EXCERPT:
——————

CODEWITHSUNDEEP
typescript
FD3
FD3

Reputation: 1956

How to add an optional type using Pick utility type?

I have a component for making HTTP requests, and one of the properties ('address') should be optional, since I don't need it in one of the components where I call that function.

The way I did it before is to use the Partial utility type, but I want to be more specific and make a use of Pick.

Old version:

export type Trip = {
 address: string
 product: string
 no: number
 customer: string
 delievered: boolean
 name: string
 surname: string
}


export const usePostTrip = () => {
  const queryClient = useQueryClient()
  const mutation = useMutation(
    async (data: Partial<Trip>) => {  // This is achieved with Partial
      const url = `${BASE_URL}/trip`
      return axios.post(url, data ).catch((e) => console.log(e.message))

——————

SOURCE DATA:
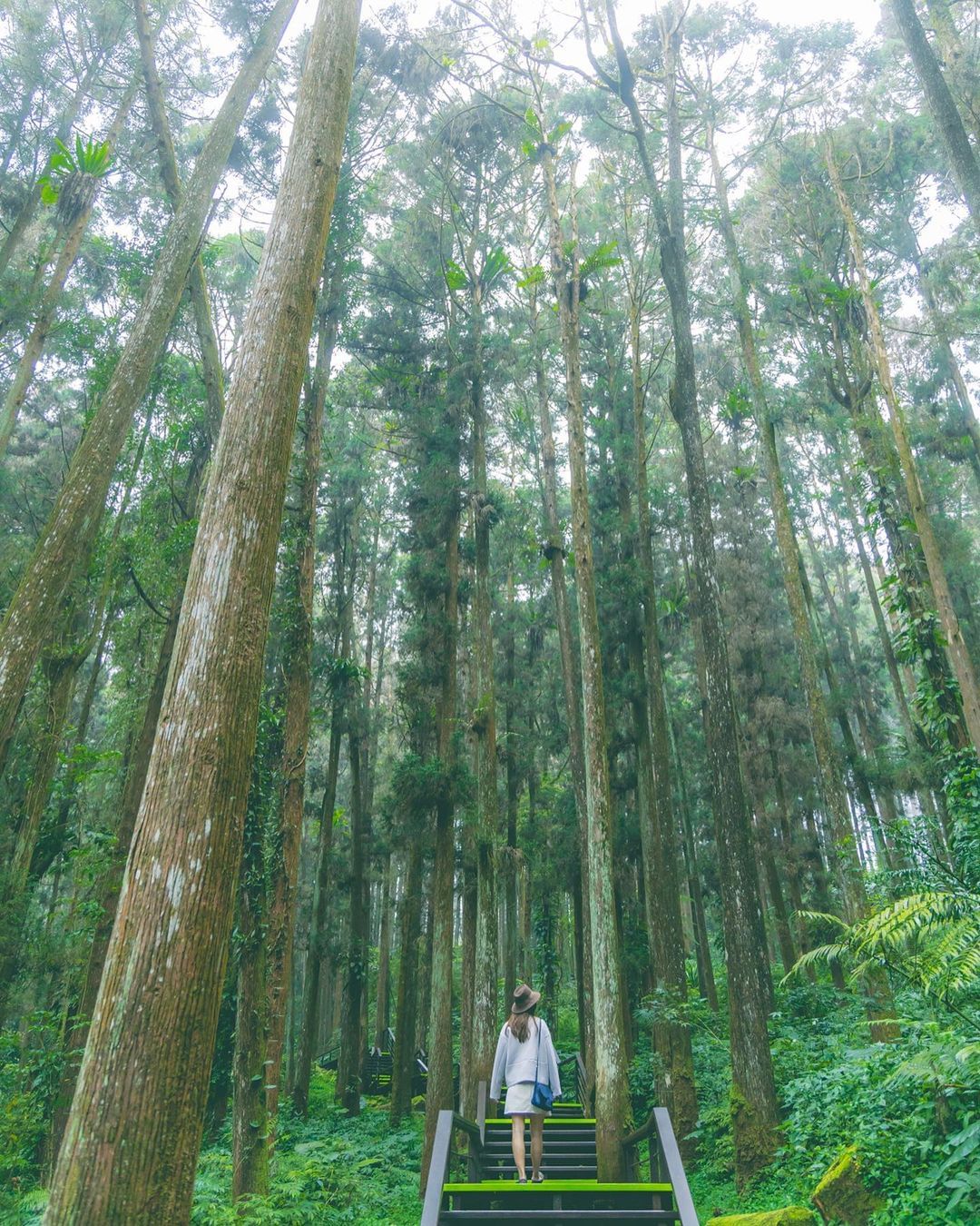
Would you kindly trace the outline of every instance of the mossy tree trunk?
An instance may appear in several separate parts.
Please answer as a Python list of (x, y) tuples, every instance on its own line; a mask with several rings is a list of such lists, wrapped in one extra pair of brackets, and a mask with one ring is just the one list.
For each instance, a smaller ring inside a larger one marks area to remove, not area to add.
[(94, 547), (116, 459), (180, 304), (239, 125), (294, 7), (295, 0), (278, 0), (211, 125), (142, 308), (0, 626), (0, 769), (44, 640), (74, 575)]
[[(51, 1224), (183, 1221), (190, 1214), (290, 443), (347, 125), (358, 15), (356, 0), (323, 0), (314, 22), (45, 1213)], [(192, 195), (189, 190), (187, 199)], [(157, 991), (147, 994), (146, 983)]]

——————

TASKS AND EXERCISES:
1) Edit the records so that "mossy tree trunk" becomes "moss-covered trunk", keeping every other part of them the same, and leave the picture lines out of your answer.
2) Resume the TypeScript post about making a property optional with Pick, starting right after its last line.
The records have no connection to the TypeScript post.

ANSWERS FOR THIS EXERCISE:
1)
Would you kindly trace the outline of every instance of the moss-covered trunk?
An instance may appear in several separate parts.
Please answer as a Python list of (x, y) tuples, every instance on its own line; a mask with several rings is a list of such lists, wrapped in one extra pair of brackets, and a mask with one ring is just the one list.
For each instance, a smaller ring inside a larger one marks area to remove, not area to add.
[(94, 547), (116, 459), (180, 304), (239, 125), (294, 7), (295, 0), (278, 0), (211, 125), (142, 308), (0, 626), (0, 769), (44, 640), (74, 575)]
[[(51, 1224), (183, 1221), (190, 1214), (290, 443), (347, 125), (358, 15), (356, 0), (323, 0), (314, 22), (45, 1213)], [(192, 195), (189, 190), (187, 199)], [(157, 991), (147, 994), (146, 983)]]

2)
    },
  )

  return mutation
}

Here is my current solution, which I believe is not the best one. Is there a better solution for this case?

export type Trip = {
 address: string
 product: string
 no: number
 customer: string
}

type tripWithoutAddress = Pick<
  Trip, 'product'| 'no'
>

type tripsWithAddress = Pick<
  Trip, 'product'| 'no' | 'address'
>

export const usePostTrip = () => {
  const queryClient = useQueryClient()

  const mutation = useMutation(
    async (data: tripWithoutAddress | tripsWithAddress) => {   // This is achieved with Pick
      const url = `${BASE_URL}/trip`
      return axios.post(url, data).catch((e) => console.log(e.message))
    },
  )

  return mutation
}

Upvotes: 0

Views: 4611

Answers (3)

n8o
n8o

Reputation: 1943

Create type util and use it:

type TOptionalFields<T, U extends keyof T> = Omit<T, U> & Partial<Pick<T, U>>;

TOptionalFields<Trip, "address">

Upvotes: 1

jsejcksn
jsejcksn

Reputation: 33748

I think Jimmy's answer is good, but:

If you ever change the address property on Trip (e.g. from string to number), you'll also have to manually change the optional version in order to maintain type consistency.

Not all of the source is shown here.